So where do we start?  Monday had some interesting aspects to it.  We began by having Dragonflies expand on their "Nature Bracelets" by upgrading them to "Nature bags" where each child was allocated a specific amount and size of a certain item (or items).  The children really seemed to take to the task which is good considering it was only their second session outside.  Grasshoppers went for a more aquatic themed approach by going searching for fish in Outdoor Learning.  One of the children was able not only to tell me the names of the animals he found but also the specific category - so proud.  Squirrels braved the elements, because by this point the wind had kicked in and was making things interesting (such as killing off the epic fire I'd built), yet they got involved with making the den and all clambered in, tails and all, to get some much needed shelter.  Finally Ash came out to work on their I.E.P and communication targets.  The children in Ash really do seem to enjoy coming outside, which makes me a little bit happier on the inside.  I'm generally a happy person. 

Tuesday and the gales were back with more hail, rain, and general all round unpleasantness.  So we went out in it.  Admittedly this was one of the days where I was happy to bring spare clothes and socks (no one likes wet socks).  Butterflies linked their English Story with Outdoor Learning about Pirates and so we went out with the children who had  their own treasure chests and went searching for gold coins around the community playground.  Woodpeckers re-enacted Hanzel and Gretel by taking our children through our Forest Walk and having them leave breadcrumbs behind them which they then had to use to follow their way back to class.  The children really got involved with this by even pretending on one or two occasions to get lost and had to find their way back to the trail.  Foxes (Highlight of The Week).  What do I say about Foxes.  This was just a whole bunch of fun.  Again we had some guests come and visit us as the class is wanting to make a bird box.  So what do you do?  You get the children learning how to use a hammer and nails and a saw, is what you do.  

One of the parents commented "This is really good.  We never did anything like this when I was their age." To which I couldn't help but respond "That's because you didn't have someone as crazy as me working with you at that age."  

But the children REALLY loved doing it, and they took it very seriously, and weren't at all messing around and seemed to take ownership that they were doing (with adult supervision) some "grown up work" if you will.  

Hedgehogs did an expansion on a science experiment using cars, ramps and predicting distances.  The problem sometimes is when you get a car that decides it has a mind of its own and it wants to go completely against the laws of physics and logic.  But thats a different story for a different time.

====================

→ **COMPLETE THE FOLLOWING**:
a - Decide whether each statement agrees with the outdoor learning account. Answer yes or no for each and quote the deciding words from the account.
(i) Grasshoppers went looking for fish in Outdoor Learning.
(ii) Woodpeckers linked their English Story with Outdoor Learning about pirates.
(iii) The wind put out a fire that had been built.
b - Resume the outdoor learning account after its last sentence and continue it.
The lines that come next are separate material from the outdoor learning account.

→ **MATERIAL SHOWN**:
====================

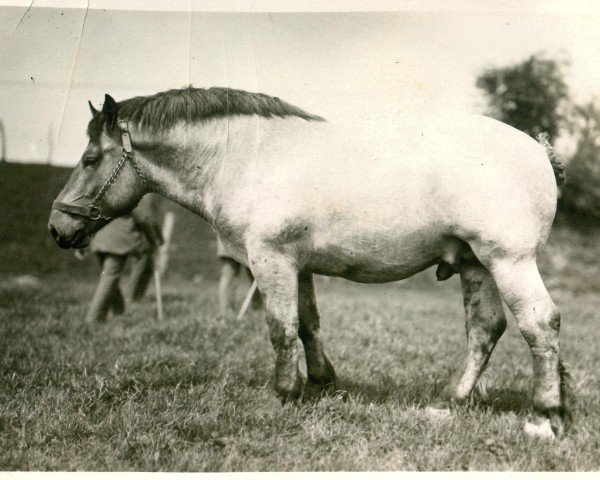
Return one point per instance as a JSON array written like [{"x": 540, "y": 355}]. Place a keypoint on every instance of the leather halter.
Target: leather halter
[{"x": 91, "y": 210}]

====================

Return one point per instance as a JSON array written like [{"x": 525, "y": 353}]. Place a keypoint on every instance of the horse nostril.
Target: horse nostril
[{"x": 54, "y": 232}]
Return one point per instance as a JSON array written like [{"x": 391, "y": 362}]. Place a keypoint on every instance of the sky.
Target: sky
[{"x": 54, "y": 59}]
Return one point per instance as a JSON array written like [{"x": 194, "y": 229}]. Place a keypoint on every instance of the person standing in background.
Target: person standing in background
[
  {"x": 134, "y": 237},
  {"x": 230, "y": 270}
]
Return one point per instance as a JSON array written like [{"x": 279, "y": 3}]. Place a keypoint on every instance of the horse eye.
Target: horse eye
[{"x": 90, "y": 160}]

====================

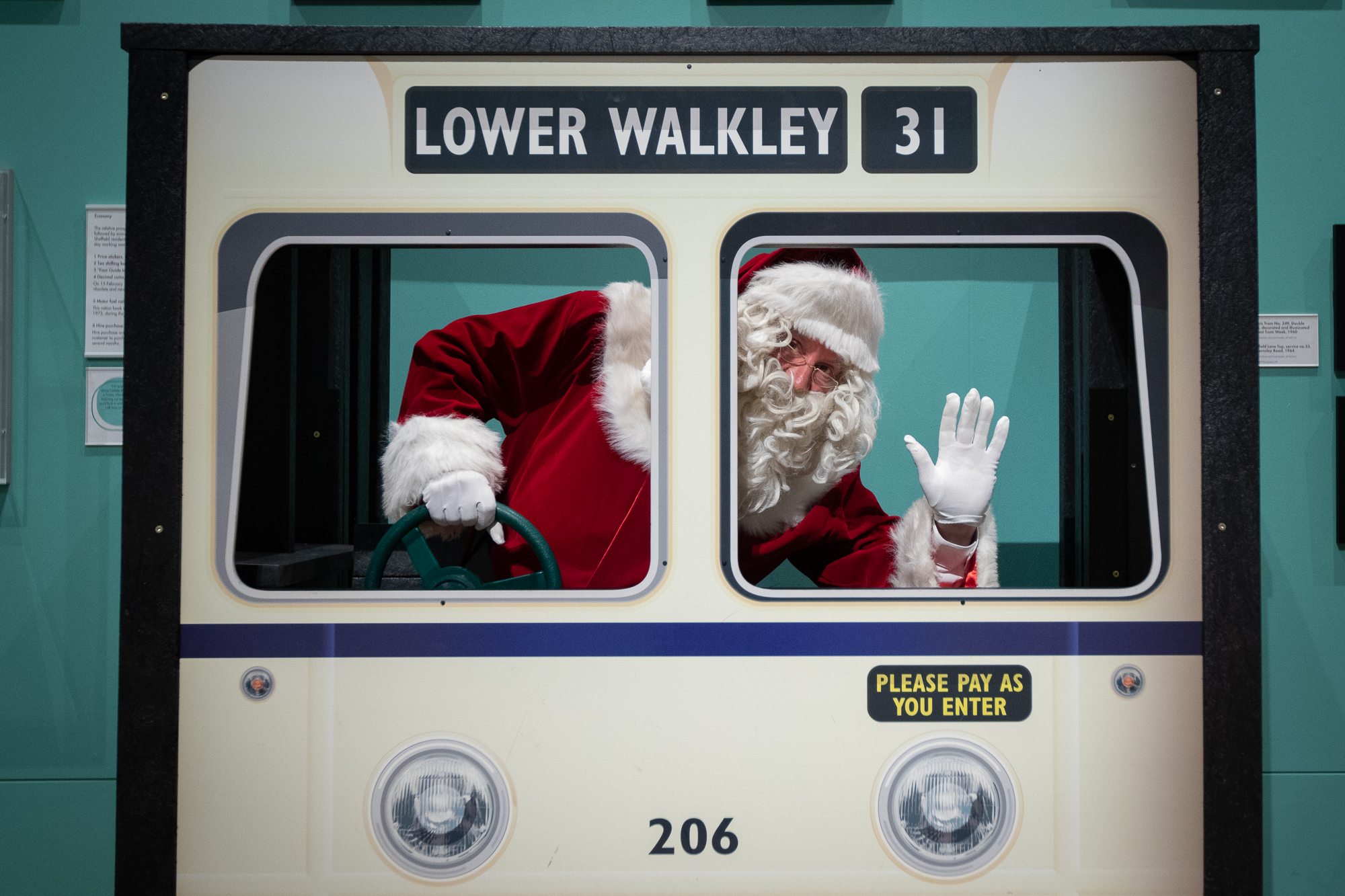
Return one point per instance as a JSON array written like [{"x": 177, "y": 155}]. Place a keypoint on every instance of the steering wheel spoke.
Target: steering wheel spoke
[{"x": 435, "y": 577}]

====================

→ **TASK RESPONSES**:
a -
(i) Yes: "Grasshoppers went for a more aquatic themed approach by going searching for fish in Outdoor Learning."
(ii) No: "Butterflies linked their English Story with Outdoor Learning about Pirates."
(iii) Yes: "the wind had kicked in and was making things interesting (such as killing off the epic fire I'd built)."

b -
Wednesday was time for Elm to come out and develop their communication skills.  Badgers came out (with parental visitors) and used tuff trays to recreate certain pages of The Gruffalo.  One child seemed to be absorbed in the sensory exploration of the "snake log pile" and was relaxed throughout the entire time he was there with his mother.  

Thursday.  What happened Thursday.  I got wet.  But then, considering that this hadn't been any different to the previous three days it wasn't unusual.  Thursday starts with Poplar and Beech.  Poplar wanted something rather specific, and at first I wasn't quite sure how we were going to pull it off.  They wanted to work on the childrens team building and interaction.  We all know that this can be quite hard for our children to do BUT we gave it a go by having the class split into boys (YAY) vs girls (BOOOOO) and having them do relay races where there were only a specific amount of items that they could collect and they had to wait till another member of their team had returned before the next one set off.  And it worked quite well I think.  What was brilliant to see, was a young boy who wouldn't even touch a stick three weeks ago, progress from picking it up between his thumb and index finger at the end, to boldly grasping it and running back to his line - Just another proud moment for us and for him AND he did it with a smile on his face too! 

Another proud moment was having Rowan class come out to do their work, and one young boy turning to me who, admittedly, has had a few struggles coming out, and saying "You see those over there?" to which I responded "the trees, yes?" He said "I love them." And he does.  He loves just wandering through the tree line, for whatever reason, whether its imagination of what he's doing in there, the sounds, the sense of adventure; he just enjoys being in there.  So I got down to his level and said "I'll do you a deal.  You do your work, and do it properly, and you can go in there before we go back to class." We sealed the deal with a high five and off he went.  He did the work, had some time playing in the tree line and then came quietly back to class before telling me "I love the trees, but I don't like the rain." And so I explained what the purpose of the rain was and why the trees needed it, which he seemed to accept.  Honestly, it may not sound like much on paper but for me, that was just one moment of what makes my job a pleasure to do.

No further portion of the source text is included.